> **WORK REQUEST 1**
Please write out the passage of the gluten-free dining tips starting at "- Avoid fried" and ending at "other fried food.".
> **WORK REQUEST 2**
Which places to eat do the gluten-free dining tips mention? List them all.

> **EXTRACTED TEXT**

Many chain restaurants have designated menu options that are gluten free (GF) or have the option to make certain dishes GF. However, you should exercise caution when going out to eat or eating at another person’s house. Many smaller or local restaurants are starting to offer GF options, but some do not. If you don’t see any GF options on a menu, make sure to talk with the wait staff and/or manager to see if they can accommodate your requests. Traveling can also sometimes throw a wrench in meal planning, especially in a different country. Here are some tips to keep in mind when eating out GF.
- Avoid fried foods. Many fried foods have a bread coating. Even if you order a fried food that doesn’t contain bread or gluten, the same frying oil is usually used for all fried foods. Particles of gluten can be transferred to other fried food.

> **Natural-language object grounding data**
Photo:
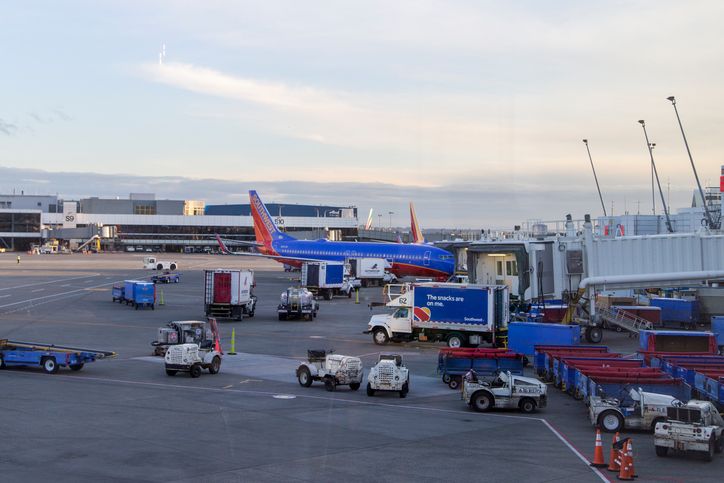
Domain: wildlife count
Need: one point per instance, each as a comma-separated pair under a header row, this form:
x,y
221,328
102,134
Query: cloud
x,y
475,204
8,128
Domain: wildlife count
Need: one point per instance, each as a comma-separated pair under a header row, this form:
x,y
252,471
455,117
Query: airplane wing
x,y
226,251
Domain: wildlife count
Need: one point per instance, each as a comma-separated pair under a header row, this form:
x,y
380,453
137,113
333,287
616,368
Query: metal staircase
x,y
625,320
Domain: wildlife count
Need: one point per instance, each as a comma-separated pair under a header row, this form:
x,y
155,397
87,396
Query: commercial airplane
x,y
405,260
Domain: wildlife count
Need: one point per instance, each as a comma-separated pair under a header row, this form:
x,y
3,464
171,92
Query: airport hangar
x,y
142,222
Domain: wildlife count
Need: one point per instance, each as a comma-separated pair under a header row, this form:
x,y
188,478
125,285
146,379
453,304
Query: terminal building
x,y
142,222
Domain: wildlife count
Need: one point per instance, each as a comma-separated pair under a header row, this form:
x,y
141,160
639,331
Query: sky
x,y
474,110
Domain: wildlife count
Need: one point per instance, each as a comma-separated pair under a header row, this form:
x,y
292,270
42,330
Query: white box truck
x,y
326,279
229,293
461,315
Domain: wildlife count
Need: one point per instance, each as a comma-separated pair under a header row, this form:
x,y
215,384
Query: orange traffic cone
x,y
614,464
598,452
625,472
630,458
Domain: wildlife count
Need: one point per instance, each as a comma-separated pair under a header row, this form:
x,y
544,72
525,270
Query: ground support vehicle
x,y
370,271
118,292
297,303
326,279
505,391
152,263
460,315
453,364
695,427
636,410
166,277
229,293
140,294
390,375
183,332
191,358
48,356
332,369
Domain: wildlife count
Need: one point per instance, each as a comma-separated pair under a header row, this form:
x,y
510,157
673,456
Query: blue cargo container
x,y
140,294
717,326
524,336
681,312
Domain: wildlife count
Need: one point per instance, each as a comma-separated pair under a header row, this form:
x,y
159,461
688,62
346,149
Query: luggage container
x,y
683,313
140,294
524,336
677,341
118,292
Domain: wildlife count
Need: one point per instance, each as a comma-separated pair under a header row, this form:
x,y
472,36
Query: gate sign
x,y
70,215
452,305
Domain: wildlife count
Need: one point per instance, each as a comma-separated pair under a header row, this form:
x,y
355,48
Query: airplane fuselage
x,y
406,259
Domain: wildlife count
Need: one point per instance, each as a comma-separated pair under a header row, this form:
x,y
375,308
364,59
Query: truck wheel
x,y
455,340
215,365
594,335
304,377
709,455
655,422
527,405
380,337
482,402
49,365
330,384
610,421
195,370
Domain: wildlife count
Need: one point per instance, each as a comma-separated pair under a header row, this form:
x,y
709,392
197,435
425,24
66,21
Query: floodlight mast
x,y
585,141
709,221
656,174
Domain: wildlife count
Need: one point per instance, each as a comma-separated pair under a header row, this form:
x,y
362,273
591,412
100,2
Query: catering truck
x,y
326,279
459,315
370,271
229,293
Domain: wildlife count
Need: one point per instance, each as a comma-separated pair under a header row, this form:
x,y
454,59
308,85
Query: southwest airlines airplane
x,y
405,260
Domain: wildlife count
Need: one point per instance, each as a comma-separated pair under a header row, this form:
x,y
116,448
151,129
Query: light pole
x,y
585,141
709,220
656,174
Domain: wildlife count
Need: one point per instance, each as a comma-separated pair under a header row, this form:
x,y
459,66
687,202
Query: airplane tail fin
x,y
265,229
417,236
222,245
368,225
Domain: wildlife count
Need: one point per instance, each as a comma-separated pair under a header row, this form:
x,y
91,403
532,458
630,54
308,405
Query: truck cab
x,y
696,426
637,410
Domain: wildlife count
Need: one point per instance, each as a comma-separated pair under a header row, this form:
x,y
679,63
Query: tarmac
x,y
124,419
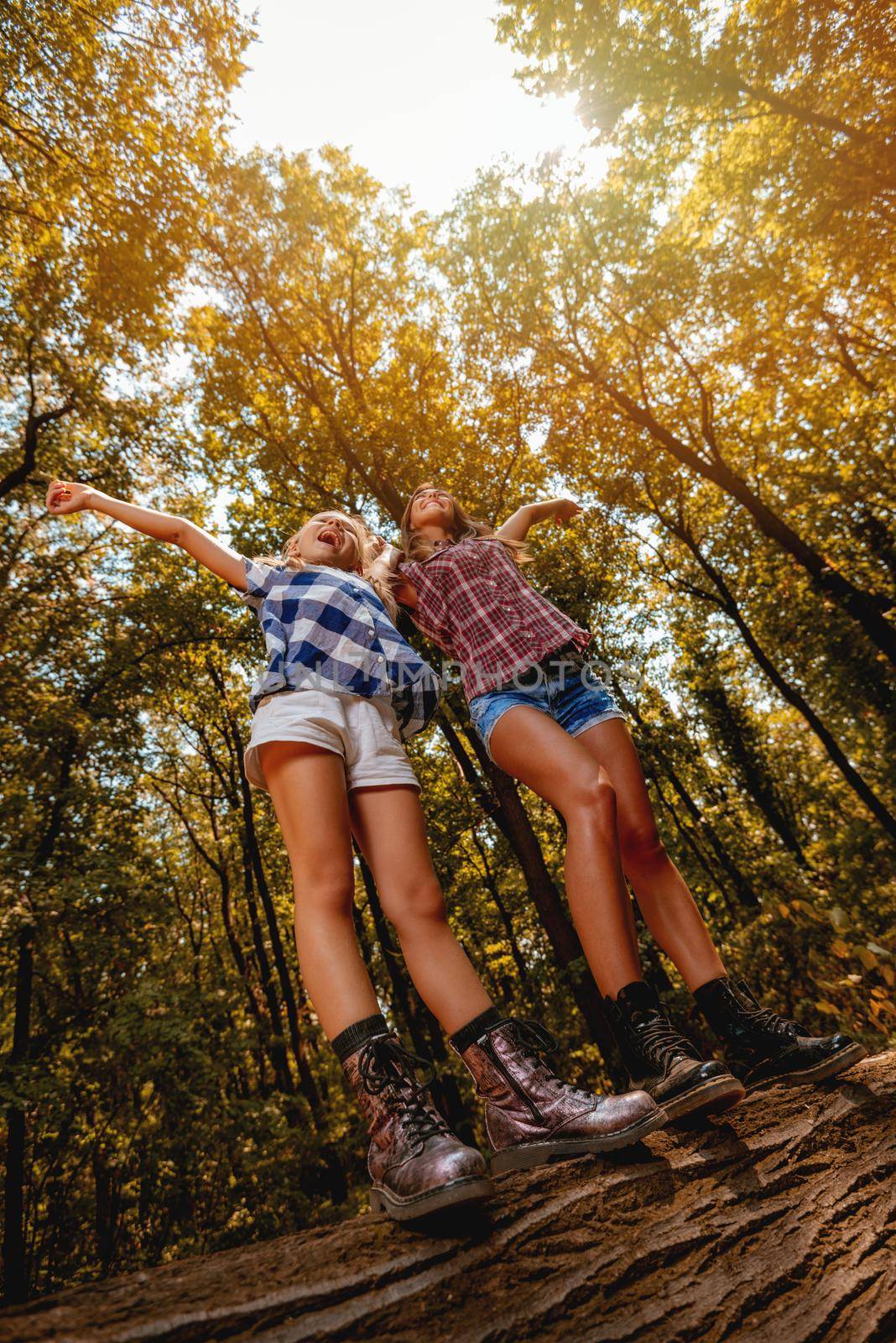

> **WRITTEN RESPONSE 1**
- Avoid fried foods. Many fried foods have a bread coating. Even if you order a fried food that doesn’t contain bread or gluten, the same frying oil is usually used for all fried foods. Particles of gluten can be transferred to other fried food.

> **WRITTEN RESPONSE 2**
- Chain restaurants
- Another person's house
- Smaller or local restaurants